• TASK DIRECTIONS: Gather every line of the entries below that contains the word "stone".

• DATA PROVIDED:

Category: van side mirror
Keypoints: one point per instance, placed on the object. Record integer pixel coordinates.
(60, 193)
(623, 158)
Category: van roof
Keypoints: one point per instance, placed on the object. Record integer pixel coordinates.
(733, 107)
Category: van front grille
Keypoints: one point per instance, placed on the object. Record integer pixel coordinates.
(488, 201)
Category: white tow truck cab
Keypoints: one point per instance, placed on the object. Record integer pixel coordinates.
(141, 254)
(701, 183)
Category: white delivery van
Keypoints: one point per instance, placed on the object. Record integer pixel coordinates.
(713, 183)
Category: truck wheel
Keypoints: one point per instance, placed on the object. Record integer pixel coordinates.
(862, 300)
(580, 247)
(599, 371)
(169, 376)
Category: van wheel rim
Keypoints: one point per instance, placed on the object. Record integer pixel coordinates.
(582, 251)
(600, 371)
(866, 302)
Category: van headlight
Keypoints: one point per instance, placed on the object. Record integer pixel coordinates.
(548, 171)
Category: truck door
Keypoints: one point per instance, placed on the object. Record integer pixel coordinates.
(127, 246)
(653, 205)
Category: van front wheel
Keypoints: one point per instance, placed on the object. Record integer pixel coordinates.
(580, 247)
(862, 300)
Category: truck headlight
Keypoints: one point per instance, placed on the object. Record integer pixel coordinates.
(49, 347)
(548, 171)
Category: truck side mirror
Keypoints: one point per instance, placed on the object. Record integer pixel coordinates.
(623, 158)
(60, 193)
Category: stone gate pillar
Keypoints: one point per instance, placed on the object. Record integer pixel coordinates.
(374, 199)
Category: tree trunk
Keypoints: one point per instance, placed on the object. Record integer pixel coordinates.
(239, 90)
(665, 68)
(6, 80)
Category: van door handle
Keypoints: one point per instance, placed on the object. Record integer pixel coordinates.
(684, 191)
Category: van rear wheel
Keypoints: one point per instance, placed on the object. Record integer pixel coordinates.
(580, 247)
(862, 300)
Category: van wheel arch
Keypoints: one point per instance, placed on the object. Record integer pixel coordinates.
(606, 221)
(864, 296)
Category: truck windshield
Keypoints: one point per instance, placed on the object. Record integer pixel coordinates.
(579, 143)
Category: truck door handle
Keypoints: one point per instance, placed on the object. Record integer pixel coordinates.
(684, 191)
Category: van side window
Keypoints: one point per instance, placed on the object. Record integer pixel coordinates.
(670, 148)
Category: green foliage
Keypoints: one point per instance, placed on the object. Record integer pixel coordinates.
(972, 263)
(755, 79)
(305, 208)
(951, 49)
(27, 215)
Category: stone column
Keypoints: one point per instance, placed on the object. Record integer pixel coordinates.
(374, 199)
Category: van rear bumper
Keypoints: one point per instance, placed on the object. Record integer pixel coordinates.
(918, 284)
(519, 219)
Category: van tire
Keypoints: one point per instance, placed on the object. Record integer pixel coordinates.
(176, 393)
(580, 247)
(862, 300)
--
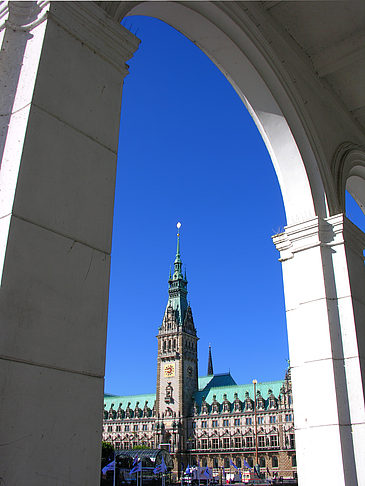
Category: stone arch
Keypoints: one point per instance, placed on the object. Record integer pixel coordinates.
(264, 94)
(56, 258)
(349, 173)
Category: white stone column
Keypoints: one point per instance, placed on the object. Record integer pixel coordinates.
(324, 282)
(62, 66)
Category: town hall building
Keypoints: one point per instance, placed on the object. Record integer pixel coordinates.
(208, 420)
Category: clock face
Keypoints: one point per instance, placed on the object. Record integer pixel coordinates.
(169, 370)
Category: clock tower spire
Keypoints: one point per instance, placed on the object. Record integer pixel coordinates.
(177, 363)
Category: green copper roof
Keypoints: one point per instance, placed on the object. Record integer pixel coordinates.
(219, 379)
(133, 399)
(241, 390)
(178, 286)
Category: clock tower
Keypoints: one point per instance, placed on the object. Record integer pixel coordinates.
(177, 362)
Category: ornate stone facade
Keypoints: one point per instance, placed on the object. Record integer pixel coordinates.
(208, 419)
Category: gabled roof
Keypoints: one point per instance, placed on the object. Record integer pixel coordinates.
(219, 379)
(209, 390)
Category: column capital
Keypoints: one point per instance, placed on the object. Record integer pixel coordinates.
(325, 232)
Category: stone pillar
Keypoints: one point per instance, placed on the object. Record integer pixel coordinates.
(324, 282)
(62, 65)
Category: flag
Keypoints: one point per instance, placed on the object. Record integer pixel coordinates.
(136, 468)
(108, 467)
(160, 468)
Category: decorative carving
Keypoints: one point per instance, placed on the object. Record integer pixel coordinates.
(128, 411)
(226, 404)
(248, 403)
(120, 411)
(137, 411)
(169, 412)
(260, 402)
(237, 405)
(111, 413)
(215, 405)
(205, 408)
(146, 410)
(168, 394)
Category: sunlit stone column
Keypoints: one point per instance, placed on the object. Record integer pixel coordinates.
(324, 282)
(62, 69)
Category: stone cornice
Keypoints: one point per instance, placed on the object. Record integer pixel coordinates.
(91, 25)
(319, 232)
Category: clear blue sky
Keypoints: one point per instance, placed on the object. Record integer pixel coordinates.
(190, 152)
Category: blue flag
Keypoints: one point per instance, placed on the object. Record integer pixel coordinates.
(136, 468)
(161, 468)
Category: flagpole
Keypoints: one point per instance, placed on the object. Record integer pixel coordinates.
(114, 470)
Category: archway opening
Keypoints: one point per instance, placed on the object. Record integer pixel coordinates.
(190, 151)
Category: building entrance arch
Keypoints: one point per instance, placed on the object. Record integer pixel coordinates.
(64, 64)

• FINAL ANSWER:
Category: stone gate pillar
Category: stone column
Category: stone arch
Category: white stone column
Category: ornate stone facade
Category: stone pillar
Category: sunlit stone column
Category: stone cornice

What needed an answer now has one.